Middleburg Plantation House, South Carolina
We've all heard America referred to as a "melting pot" of cultures from around the world. Each immigrant group contributed customs and traditions to the ever-changing American culture, and slowly or quickly lost their distinctiveness as they became American. Yet Americans today celebrate a multicultural heritage in ethnic celebrations held across the continent, in the varied foods that we all enjoy, and in the value systems we embrace. We see signs of this diversity everywhere.

Is America a melting pot or not? Is there one American culture or many? What does it mean to be, or to become, an American? These questions lead to more general ones about what happens when people of different cultures come in contact with each other, and why. Anthropologists, historians, and archaeologists write of assimilation, acculturation, ethnicity, and the creation of Creole cultures. But these terms have acquired a confusing array of meanings, particularly because of differences in the nature of these contacts.

Some people immigrated to America voluntarily, others came forcibly. Some were enslaved, others conquered, and most expected women and children to submit to men's authority. All faced decisions, and factors that limited their choices, as they proceeded to redefine themselves and others in a new world. Historical archaeologists have the rare chance to explore these contacts, choices, and identities through time, from the unique perspective of material culture.

Stored items from a collection

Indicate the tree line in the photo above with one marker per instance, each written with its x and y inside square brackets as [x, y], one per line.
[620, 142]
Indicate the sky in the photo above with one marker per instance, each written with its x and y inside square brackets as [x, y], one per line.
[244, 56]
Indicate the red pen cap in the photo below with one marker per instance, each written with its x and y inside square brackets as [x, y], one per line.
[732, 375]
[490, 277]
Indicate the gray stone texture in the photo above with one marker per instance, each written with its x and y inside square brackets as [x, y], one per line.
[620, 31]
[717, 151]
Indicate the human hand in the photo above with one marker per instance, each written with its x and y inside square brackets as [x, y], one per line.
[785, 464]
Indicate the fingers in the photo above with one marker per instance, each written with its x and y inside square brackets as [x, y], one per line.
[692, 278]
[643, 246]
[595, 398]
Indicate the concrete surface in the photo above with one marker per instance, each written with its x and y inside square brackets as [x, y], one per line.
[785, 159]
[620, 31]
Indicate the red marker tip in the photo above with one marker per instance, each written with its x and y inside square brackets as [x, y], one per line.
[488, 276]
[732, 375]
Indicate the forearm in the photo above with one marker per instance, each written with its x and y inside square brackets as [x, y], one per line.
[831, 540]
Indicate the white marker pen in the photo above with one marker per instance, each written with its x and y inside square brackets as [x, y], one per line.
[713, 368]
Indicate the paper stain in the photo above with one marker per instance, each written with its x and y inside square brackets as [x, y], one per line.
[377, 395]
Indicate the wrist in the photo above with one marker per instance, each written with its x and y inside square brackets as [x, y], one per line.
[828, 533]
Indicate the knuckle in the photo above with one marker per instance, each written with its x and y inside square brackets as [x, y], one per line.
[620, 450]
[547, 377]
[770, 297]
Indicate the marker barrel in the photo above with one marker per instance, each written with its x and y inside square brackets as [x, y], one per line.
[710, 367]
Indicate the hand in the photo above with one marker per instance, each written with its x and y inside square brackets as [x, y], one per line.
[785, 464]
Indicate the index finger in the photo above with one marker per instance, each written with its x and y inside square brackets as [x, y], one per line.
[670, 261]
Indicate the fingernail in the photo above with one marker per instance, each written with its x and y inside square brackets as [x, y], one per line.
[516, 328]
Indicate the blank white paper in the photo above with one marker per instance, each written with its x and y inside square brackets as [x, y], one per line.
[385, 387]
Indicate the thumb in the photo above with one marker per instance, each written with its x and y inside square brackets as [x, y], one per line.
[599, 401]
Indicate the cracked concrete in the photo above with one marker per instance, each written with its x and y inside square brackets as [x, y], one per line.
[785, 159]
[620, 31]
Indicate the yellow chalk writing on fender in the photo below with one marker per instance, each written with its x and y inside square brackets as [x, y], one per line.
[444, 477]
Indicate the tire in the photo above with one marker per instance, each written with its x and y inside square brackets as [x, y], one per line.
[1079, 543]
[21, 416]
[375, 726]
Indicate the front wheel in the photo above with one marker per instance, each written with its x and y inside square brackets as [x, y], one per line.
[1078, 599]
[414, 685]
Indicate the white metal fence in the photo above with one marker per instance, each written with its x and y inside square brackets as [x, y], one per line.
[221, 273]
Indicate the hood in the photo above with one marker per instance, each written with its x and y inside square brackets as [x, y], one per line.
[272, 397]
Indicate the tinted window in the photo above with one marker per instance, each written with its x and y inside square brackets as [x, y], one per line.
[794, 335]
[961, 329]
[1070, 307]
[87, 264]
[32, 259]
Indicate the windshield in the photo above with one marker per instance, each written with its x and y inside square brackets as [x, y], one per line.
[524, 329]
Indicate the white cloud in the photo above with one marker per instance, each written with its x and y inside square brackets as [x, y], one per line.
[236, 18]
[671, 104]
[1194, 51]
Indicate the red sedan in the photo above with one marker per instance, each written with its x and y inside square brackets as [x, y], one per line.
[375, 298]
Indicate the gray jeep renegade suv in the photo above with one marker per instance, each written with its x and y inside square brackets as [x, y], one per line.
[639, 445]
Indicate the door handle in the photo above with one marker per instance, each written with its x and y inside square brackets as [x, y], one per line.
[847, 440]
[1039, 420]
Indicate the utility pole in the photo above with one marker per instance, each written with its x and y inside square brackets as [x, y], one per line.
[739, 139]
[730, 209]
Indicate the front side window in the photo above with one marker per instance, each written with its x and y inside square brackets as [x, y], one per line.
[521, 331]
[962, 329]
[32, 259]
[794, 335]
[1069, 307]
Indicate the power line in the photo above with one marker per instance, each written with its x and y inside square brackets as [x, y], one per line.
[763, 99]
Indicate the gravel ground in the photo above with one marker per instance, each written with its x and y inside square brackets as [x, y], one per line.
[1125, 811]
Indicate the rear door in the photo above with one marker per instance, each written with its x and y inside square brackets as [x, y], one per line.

- REQUIREMENTS -
Reproduce the part of the passage on American cultural contact above between "Some people immigrated" and "of material culture.", inclusive.

- COMPLETED TASK -
Some people immigrated to America voluntarily, others came forcibly. Some were enslaved, others conquered, and most expected women and children to submit to men's authority. All faced decisions, and factors that limited their choices, as they proceeded to redefine themselves and others in a new world. Historical archaeologists have the rare chance to explore these contacts, choices, and identities through time, from the unique perspective of material culture.